> **DATASET RECORDS**
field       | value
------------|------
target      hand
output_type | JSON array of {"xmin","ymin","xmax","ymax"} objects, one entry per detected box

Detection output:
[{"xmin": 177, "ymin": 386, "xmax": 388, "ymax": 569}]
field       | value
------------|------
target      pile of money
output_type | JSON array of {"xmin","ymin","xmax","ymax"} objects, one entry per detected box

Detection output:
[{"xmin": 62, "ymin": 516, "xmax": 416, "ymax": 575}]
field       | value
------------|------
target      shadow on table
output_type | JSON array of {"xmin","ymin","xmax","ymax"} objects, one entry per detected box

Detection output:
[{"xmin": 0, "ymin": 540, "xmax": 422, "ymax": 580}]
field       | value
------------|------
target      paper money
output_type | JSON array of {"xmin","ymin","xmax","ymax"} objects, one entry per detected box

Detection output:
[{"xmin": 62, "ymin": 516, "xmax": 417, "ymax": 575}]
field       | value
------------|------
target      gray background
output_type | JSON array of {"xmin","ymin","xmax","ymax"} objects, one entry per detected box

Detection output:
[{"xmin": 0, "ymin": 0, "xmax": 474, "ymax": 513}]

> **GIVEN EXERCISE**
Pull out every line above that contains the word "target" and list those lines.

> **SOLUTION TO THE EXERCISE**
target      hand
target      pile of money
target      shadow on table
target      paper money
target      gray background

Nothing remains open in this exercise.